- **What you should do**:
Output the complete listing exactly.

:: Data records

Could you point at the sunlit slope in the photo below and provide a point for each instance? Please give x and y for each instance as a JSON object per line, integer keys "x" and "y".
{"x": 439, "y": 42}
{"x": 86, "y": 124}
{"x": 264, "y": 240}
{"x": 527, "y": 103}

::::

- **Result of the task**:
Could you point at the sunlit slope in the photo below and provide a point for each instance? Please give x and y for each instance as a JSON object per line, integer keys "x" and "y".
{"x": 439, "y": 42}
{"x": 86, "y": 124}
{"x": 264, "y": 240}
{"x": 527, "y": 103}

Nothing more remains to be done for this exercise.